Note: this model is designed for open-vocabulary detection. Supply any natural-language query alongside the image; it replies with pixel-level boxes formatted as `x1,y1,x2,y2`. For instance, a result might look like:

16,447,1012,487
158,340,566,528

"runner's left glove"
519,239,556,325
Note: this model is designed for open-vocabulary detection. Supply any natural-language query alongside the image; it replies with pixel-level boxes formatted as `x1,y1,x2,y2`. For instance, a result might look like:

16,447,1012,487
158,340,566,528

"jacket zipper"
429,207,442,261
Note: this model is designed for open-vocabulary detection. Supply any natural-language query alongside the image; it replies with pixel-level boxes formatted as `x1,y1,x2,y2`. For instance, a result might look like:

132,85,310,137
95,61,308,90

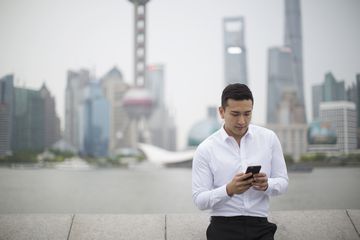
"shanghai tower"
284,0,306,123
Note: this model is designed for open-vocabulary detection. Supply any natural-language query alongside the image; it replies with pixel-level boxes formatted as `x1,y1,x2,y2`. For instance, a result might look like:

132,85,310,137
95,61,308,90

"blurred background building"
188,107,221,147
266,0,307,161
1,0,359,162
0,74,61,155
101,67,131,155
223,16,247,85
80,81,110,157
0,75,14,157
312,72,346,120
284,0,306,121
146,64,177,151
65,69,91,152
310,72,359,153
319,101,357,154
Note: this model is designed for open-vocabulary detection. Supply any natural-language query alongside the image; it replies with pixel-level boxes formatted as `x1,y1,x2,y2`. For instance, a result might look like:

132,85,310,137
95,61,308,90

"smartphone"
245,165,261,180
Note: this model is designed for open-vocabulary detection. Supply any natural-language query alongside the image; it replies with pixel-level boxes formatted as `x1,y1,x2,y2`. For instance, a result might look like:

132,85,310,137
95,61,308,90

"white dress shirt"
192,124,288,217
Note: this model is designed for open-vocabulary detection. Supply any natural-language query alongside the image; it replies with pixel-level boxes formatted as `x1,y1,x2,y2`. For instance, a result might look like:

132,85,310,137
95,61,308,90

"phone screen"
245,165,261,180
245,165,261,175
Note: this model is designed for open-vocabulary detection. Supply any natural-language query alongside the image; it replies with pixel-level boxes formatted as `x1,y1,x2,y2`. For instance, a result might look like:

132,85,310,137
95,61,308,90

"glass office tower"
223,16,247,85
284,0,306,122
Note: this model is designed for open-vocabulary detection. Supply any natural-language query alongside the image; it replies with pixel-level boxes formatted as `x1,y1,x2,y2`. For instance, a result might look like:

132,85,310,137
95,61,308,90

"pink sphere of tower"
123,88,153,119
━━━━━━━━
### Task prompt
The records above need to be reproduced exactly, with all images omitted.

### Output
Note: this model is designed for open-vocabulary detection. Supply any natural-language query alongside the image; it replies with pixel-level boxes formatted as `x1,y1,x2,y2`. For instance, a result might look like:

16,447,1012,487
158,340,566,528

"runner's left glove"
519,239,556,325
Note: this model is designed for open-vocabulary detection. Supply any natural-language query alongside the image; it replies with pixel-level boxes formatted as `x1,y1,x2,y2`. For instance, a result might look like:

16,447,1012,487
158,340,566,528

"jacket zipper"
429,207,442,261
Note: this model is designed for open-vocabulary detection. Supply any natural-language query alongside the image; it replies with pixel-level boxes formatted as `x1,y1,x2,y2`. For instance, a result might look like:

132,85,310,137
95,61,308,90

"shanghai tower"
284,0,306,123
Note: this model is designed for open-vocabulary detection. Supply any natural-language query alongside the image; it replies with pixel-level boxes formatted as `x1,y1,x2,y2`. For instance, a result might look like:

132,85,310,137
95,61,308,90

"blurred background building"
188,107,221,147
266,0,307,161
1,0,359,162
0,74,61,155
101,67,131,155
223,16,247,85
80,81,110,157
0,75,14,157
312,72,346,120
284,0,306,121
146,64,177,151
65,69,91,152
310,72,359,153
319,101,357,154
Note: this model is designed for open-vocabulary detection. Supply any natural-language query alongside the image; it replies with pixel-level boxes formatted as `x1,y1,x2,y2`. For instance, a result might look like:

132,85,310,137
95,61,308,90

"smartphone"
245,165,261,180
Note: this model is designed for open-vocabulary detection. Supply any natural-language query alongside the image; it replies with pixel-level boxes formatted as `x1,y1,x2,y2`. For instance, a result might look like:

132,85,310,137
95,61,308,90

"white dress shirt"
192,124,288,217
Note: this model is designed for open-vocabulary detection. Supply any natural-language query alongside the image; it replies with pixel-level boxes formatted as `x1,y1,x2,y2`. For instance, a result might look like:

132,85,310,137
95,61,308,90

"phone screen"
245,165,261,180
245,165,261,175
Note: this model is designed for open-vocabulary detection. Supply any natural-language query alongside the image; it replies with pixel-level boxes formatted as `x1,y1,x2,y2`. For instance, a result might look like:

132,85,310,137
95,61,308,90

"glass office tower"
223,16,247,85
284,0,306,122
Note: this model is designed for open-vocabulary detection. Supply any natural-language query alongside the image; it replies with pixel-level boxes formatted as `x1,y1,x2,y2`. For instance, a result might look like:

132,85,310,137
95,61,308,90

"pink sphere of tower"
123,88,153,119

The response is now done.